### TEXTABSCHNITT
Das legendäre Rennen aus dem Jahre 2007: Denman triumphiert mit Höchstgewicht, sein Jockey Sam Thomas reitet den Kurs noch einmal nach.

In der Siegerliste tauchen klangvolle Namen auf: Arkle, Denman, Bobs Worth oder Many Clouds zum Beispiel, acht Mal gewann der Newbury-Erste zudem den Cheltenham Gold Cup, immer noch das Prestigerennen im National Hunt-Kalender.
Ein solcher Sieger führt das Feld in der Ladbrokes Trophy Chase 2017 an: Coneygree beeindruckte als Novice im Cheltenham Gold Cup 2015, verblüffte Konkurrenten und Zuschauer von der Spitze aus. Das war eine grandiose Leistung und viele dachten, das überragende Pferd der nächsten Jahre gesehen zu haben.
Doch Coneygree fiel danach verletzt aus, kam nach einem Pflichtsieg im Oktober 2015 nur noch zu drei Starts. Viel von seinem alten Vermögen zeigte der Schützling von Trainer Mark Bradstock im April 2017 im Punchestown Gold Cup, als er Sizing John und Djakadam (Erster und Vierter im Cheltenham Gold Cup 2017) nur knapp unterlag. Zuletzt wurde er in Wetherby angehalten, ein Grund soll die blendende Sonne gewesen sein. Jetzt kann er sich rehabilitieren und dem Halbbruder Carruthers (Sieger 2011) folgen. Beim Thema Frontrunner werden Erinnerungen an Denman wach, der ebenfalls mit Höchstgewicht 2007 und 2009 die Nase vorn hatte.

### ZIEL DER ÜBUNG
Schreibe den Text über die Ladbrokes Trophy Chase 2017 im Anschluss an seinen letzten Satz weiter.

### INHALT DES DATENSATZES
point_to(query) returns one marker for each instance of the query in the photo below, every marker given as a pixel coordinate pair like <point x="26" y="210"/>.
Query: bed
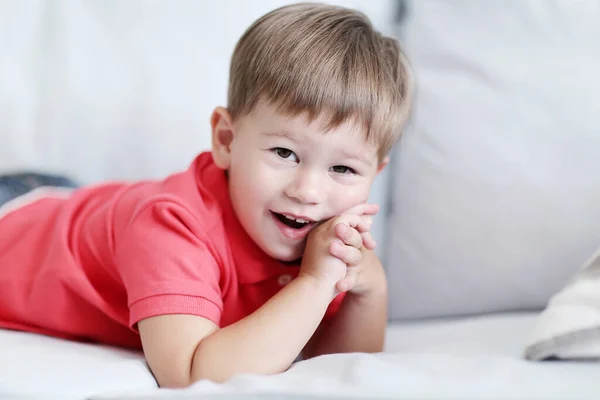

### LÖSUNG DER AUFGABE
Das zweithöchste Gewicht im Feld trägt Whisper: Das Pferd aus dem Nicky Henderson-Quartier war schon ein sehr guter Hürdler, in der letzten Saison avancierte er auch zum Top-Neuling über die schweren Sprünge. Zwei zweite Plätze hinter dem Stallgefährten Might Bite in den führenden Grade 1-Prüfungen in Cheltenham und Aintree sind Empfehlungen genug, auch der knappe Erfolg gegen Clan Des Obeaux (der danach in Haydock eine Graduation Chase gewann) zum Saisonauftakt in Kempton sah gut aus. Handicaps mit hohem Gewicht gegen erfahrene Gegner sind aber eine andere Kategorie.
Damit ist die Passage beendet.